Все это безобразие случилось в те годы, когда "Мева" отца уже покинула, а "Тайменишна" еще не появилась, но шилом известно где награждаются с рождения, а папке в ту пору было едва за тридцать, поэтому мы и оказывались в разных затейливых местах. Итак, мне восемь лет, на дворе осень, и ко всему прочему еще и ночь.
Первая электричка проходит через Химки в четыре с копейками, но к платформе еще надо как-то попасть (не говоря уже о том, что от электрички до места назначения несколько километров) и папка седлает велосипед. Велосипед, кстати, был прекрасен - бесшумный, легкий, какой-то просто атласный ход, ласкающий глаз цвет "вишневый металлик", кожаное мягкое седло, и самый писк: замок на заднем колесе. Велосипед в качестве неожиданного наследства достался деду от жены кого-то из шведского дипкорпуса - дед тогда работал в высотке на Восстания, и велосипед ему презентовали "для кого-нибудь из внуков, возьмите пожалуйста, отличная вещь, а то мне уже как-то не по возрасту, да и ездить некуда"

== ФРАГМЕНТ ДАННЫХ ==
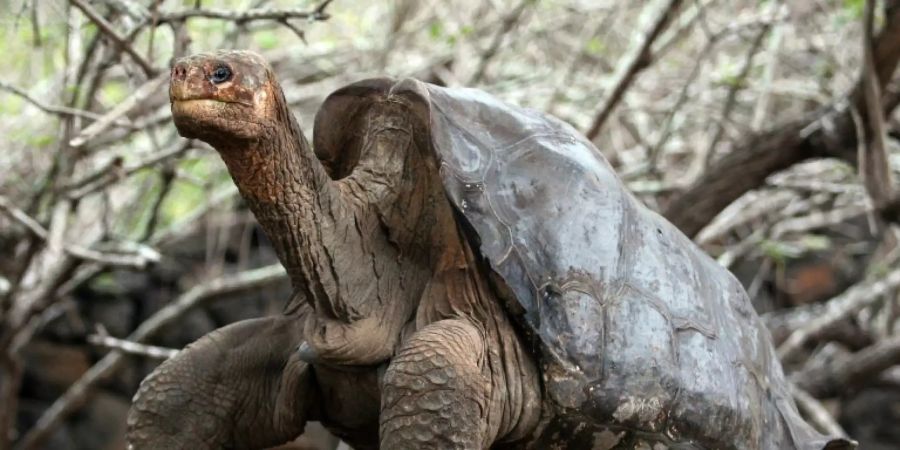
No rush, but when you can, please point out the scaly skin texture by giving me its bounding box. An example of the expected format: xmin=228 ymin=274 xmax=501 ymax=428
xmin=128 ymin=316 xmax=316 ymax=450
xmin=128 ymin=52 xmax=542 ymax=450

== ЗАДАНИЕ ==
Отредактируйте фрагмент исходного текста, который начинается словами «Все это безобразие» и заканчивается словами «еще и ночь.»: приведите его заново, заменив «осень» на «зима».

== РЕЗУЛЬТАТ ==
Все это безобразие случилось в те годы, когда "Мева" отца уже покинула, а "Тайменишна" еще не появилась, но шилом известно где награждаются с рождения, а папке в ту пору было едва за тридцать, поэтому мы и оказывались в разных затейливых местах. Итак, мне восемь лет, на дворе зима, и ко всему прочему еще и ночь.